═════ Textauszug
# 27 zoll IPS Gaming Monitor?



## UltraGamer9 (15. Juli 2013)

Ich suche nen 27 zoll ips Gaming Monitor.
Ich habe ne gtx 660ti.
Max. 500€.
Spiele hauptsächlich BF3 und Crysis3. 
Habe bis jetzt noch keinen richtigen gefunden.
Achso gehäuse sollte matt sein.
Und die Auflösung sollte auch 2560x1440 sein.


----------



## Allwisser5 (15. Juli 2013)

jo, ich suche auch einen.

27zoll
2560x1600
120 hz
ips
glare entspiegelt
unter 1.000 euro
2ms reaktionszeit
formschön


----------



## soth (15. Juli 2013)

UltraGamer9 schrieb:


> Ich suche nen 27 zoll ips Gaming Monitor.
> Ich habe ne gtx 660ti.


Bei der Grafikkarte würde ich mir das mit der hohen Auflösung noch einmal überlegen...
Du kannst dir aber einmal den Dell U2713HM und den Asus PB278Q anschauen.


----------



## mr.4EvEr (15. Juli 2013)

@Allwisser5:
Erstelle bitte deinen eigenen Thread sodass wir hier die Übersicht bewahren können.
Übrigens gibt es noch keine empfehlenswerten IPS 120 Hz Monitore und schon gar nicht mit WQHD oder WQXGA. Außerdem schaffen noch nichtmal die besten TN Monitore eine gemessene Reaktionszeit von 2 ms.
══════════
**Ziel der Übung:**
Setze den Forenthread über die Suche nach einem 27-Zoll-IPS-Monitor bitte im Anschluss an den letzten gezeigten Satz fort. Die folgende Auflistung ist eigenständiges Material und hat mit dem Forenthread nichts zu tun.
═════ Bereitgestellte Daten
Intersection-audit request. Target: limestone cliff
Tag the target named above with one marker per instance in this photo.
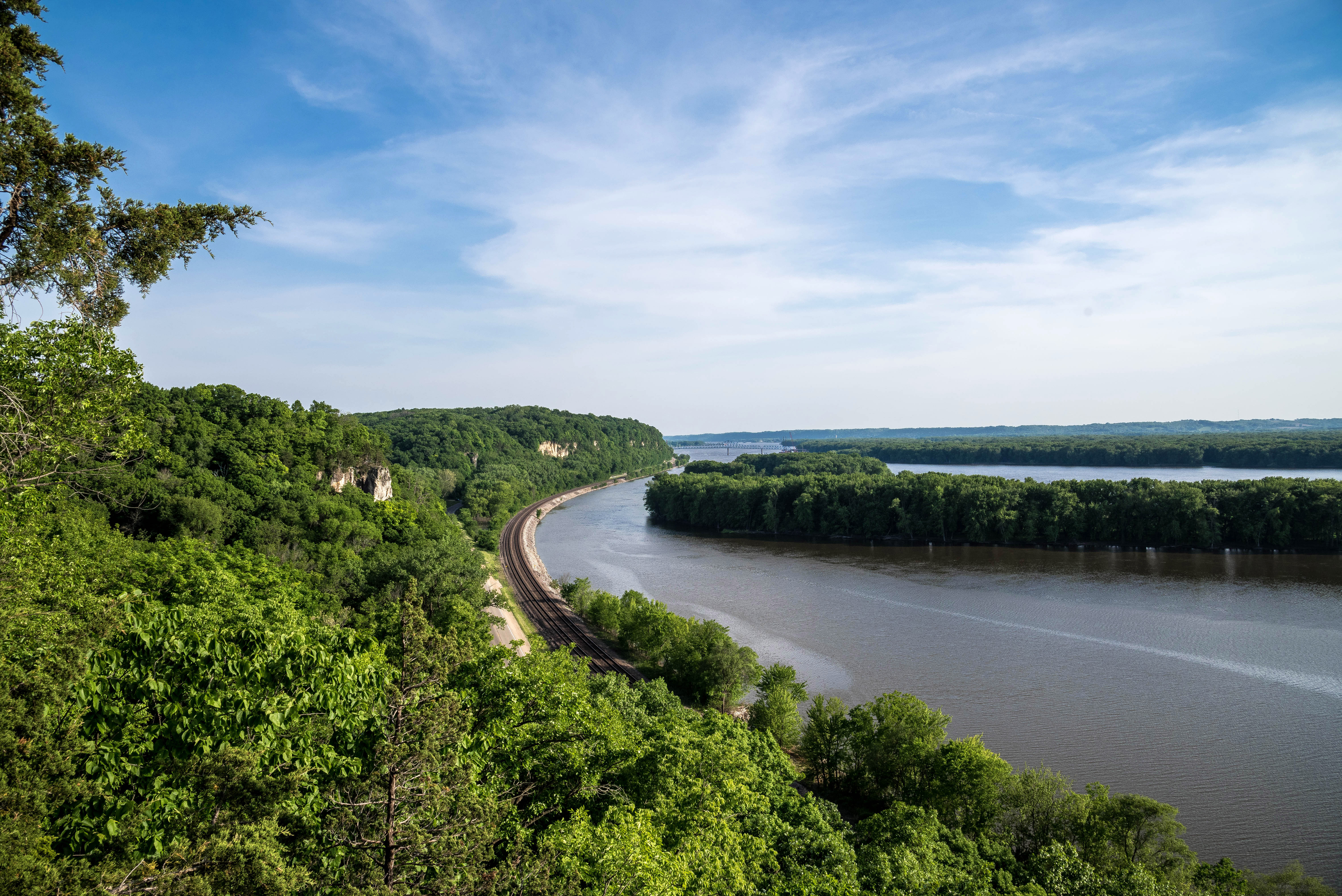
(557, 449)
══════════
═════ Bereitgestellte Daten
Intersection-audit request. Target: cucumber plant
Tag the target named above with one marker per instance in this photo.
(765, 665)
══════════
**Ergebnis der Übung:**
soth schrieb:


> Bei der Grafikkarte würde ich mir das mit der hohen Auflösung noch einmal überlegen...
> Du kannst dir aber einmal den Dell U2713HM und den Asus PB278Q anschauen.




 In Crysis3@ Ultra sind mit der Titan und WQXGA (2560x1600) sind gar nur 28 Durchschnitts-Fps drin.
Die beiden kann sich der TE anschauen, aber ich würde auch von 2560x1440 abraten.
Selbst eine GTX Titan schafft in den wenigsten Grafikbomben mehr als 40 Fps.
Deshalb kannst du dir die beiden Monitore mal anschauen, ich würde aber WQHD zum Gamen auch wegen dem relativ großen Inputlag an deiner Stelle aus dem Kopf werfen.
Eine GTX 660 Ti ist für WQHD gänzlich ungeeignet, auch wegen der extrem geringen Speicheranbindung. 

Ich persönlich würde zu einem 144 Hz TN Monitor raten:
ASUS VG248QE, 24" (90LMGG001Q022B1C) Preisvergleich | Geizhals Deutschland
ASUS VG278HE, 27" (90LME6001T510N1C) Preisvergleich | Geizhals Deutschland

Sobald die Grafikkarte über 60 Fps kommt, erhält man mit einem 144 Hz Monitor eine deutlich flüssigere Bewegtbildwiedergabe.


----------



## Allwisser5 (15. Juli 2013)

mr.4EvEr schrieb:


> @Allwisser5:
> Außerdem schaffen noch nichtmal die besten TN Monitore eine gemessene Reaktionszeit von 2 ms.


 

Acer G24 *hust


----------



## mr.4EvEr (15. Juli 2013)

Allwisser5 schrieb:


> Acer G24 *hust


 
Zeige mir einen Prad.de Testbericht, bei dem ein Monitor eine *gemessene* Reaktionszeit von 2 ms oder weniger geschafft hat. 
Die Werksangaben basieren auf der absolut realitätsfernen Messung von GreytoGrey mit 30% Kontrastunterschieden.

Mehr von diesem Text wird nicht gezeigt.